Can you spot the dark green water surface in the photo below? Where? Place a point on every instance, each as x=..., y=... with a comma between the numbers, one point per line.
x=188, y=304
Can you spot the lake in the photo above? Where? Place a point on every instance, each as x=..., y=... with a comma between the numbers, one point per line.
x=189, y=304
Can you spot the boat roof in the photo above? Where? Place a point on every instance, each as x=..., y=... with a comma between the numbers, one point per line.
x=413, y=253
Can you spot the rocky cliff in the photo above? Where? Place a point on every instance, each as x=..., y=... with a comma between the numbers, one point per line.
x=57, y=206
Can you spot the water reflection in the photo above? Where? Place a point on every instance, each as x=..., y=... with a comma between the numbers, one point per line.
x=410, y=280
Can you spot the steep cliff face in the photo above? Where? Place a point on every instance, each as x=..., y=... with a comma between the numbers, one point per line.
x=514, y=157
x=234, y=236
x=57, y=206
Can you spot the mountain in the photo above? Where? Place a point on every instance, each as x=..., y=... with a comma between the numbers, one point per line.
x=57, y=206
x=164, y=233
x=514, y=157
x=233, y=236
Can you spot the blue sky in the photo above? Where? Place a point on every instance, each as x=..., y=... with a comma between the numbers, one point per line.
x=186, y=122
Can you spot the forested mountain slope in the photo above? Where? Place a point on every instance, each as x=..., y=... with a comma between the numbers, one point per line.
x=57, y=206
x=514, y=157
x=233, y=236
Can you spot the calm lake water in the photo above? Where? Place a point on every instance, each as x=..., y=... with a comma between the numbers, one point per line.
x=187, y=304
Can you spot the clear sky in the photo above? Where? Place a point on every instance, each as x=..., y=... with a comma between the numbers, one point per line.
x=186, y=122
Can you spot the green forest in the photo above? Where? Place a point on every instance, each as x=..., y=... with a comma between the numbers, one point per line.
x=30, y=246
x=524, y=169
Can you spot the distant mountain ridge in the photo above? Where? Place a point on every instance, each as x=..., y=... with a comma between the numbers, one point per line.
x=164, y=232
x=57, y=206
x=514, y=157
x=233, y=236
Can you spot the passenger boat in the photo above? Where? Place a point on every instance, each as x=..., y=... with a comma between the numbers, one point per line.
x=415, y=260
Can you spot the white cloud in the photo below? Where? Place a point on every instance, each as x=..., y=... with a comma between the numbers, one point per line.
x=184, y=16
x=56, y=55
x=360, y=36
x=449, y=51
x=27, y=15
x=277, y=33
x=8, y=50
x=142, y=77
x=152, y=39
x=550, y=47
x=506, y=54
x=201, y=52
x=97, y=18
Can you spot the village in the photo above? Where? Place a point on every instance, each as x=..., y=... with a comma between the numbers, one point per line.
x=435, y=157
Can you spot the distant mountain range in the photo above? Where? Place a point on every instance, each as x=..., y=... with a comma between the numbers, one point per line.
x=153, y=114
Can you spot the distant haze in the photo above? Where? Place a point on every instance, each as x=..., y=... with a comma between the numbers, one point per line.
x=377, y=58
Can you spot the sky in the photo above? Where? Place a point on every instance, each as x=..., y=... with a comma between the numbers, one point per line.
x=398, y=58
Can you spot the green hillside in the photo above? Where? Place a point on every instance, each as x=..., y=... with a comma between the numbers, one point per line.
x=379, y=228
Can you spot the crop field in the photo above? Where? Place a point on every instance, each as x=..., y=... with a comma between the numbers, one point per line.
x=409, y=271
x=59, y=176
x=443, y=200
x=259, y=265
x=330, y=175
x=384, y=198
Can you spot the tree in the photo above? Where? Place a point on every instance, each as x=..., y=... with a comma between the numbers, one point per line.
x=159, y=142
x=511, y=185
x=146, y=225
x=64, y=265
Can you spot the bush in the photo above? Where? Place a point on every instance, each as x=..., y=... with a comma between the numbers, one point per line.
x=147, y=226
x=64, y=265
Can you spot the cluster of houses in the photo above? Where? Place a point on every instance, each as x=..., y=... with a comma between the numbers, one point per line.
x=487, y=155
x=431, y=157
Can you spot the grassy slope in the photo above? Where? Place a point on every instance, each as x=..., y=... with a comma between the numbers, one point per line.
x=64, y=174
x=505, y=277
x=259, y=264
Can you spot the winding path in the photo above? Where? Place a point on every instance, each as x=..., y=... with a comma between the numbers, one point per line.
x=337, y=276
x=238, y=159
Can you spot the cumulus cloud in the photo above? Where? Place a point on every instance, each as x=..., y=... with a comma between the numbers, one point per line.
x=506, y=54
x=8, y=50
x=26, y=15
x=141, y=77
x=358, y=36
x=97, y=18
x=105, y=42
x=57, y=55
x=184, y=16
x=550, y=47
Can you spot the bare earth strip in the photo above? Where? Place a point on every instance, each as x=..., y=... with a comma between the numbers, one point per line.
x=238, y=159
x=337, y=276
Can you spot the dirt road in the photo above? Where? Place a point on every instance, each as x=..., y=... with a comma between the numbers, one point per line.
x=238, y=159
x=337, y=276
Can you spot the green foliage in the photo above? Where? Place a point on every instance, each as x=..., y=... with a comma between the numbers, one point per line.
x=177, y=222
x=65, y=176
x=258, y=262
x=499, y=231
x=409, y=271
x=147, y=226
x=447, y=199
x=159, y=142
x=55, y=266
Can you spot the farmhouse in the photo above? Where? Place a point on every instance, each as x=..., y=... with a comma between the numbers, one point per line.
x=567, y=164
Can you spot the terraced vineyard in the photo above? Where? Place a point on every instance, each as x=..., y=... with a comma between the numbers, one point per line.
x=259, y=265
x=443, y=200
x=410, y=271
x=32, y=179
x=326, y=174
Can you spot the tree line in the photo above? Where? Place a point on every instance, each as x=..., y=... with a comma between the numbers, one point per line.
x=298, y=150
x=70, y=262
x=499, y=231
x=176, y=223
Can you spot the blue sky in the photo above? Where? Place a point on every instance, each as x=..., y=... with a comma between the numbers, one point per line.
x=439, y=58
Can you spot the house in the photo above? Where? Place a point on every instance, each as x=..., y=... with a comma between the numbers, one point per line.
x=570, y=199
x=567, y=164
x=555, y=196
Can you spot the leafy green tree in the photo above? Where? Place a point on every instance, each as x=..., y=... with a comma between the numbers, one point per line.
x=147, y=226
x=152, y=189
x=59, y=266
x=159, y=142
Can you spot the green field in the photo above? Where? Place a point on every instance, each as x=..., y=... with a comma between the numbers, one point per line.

· · · · ·

Copy the lines of the entries above, from the start of the entries through the line containing "x=188, y=304", inclusive.

* _Solution_
Can you spot the dark green water surface in the photo below? Where? Place a point on every instance, each as x=..., y=... with a comma between the numbers, one point per line.
x=188, y=304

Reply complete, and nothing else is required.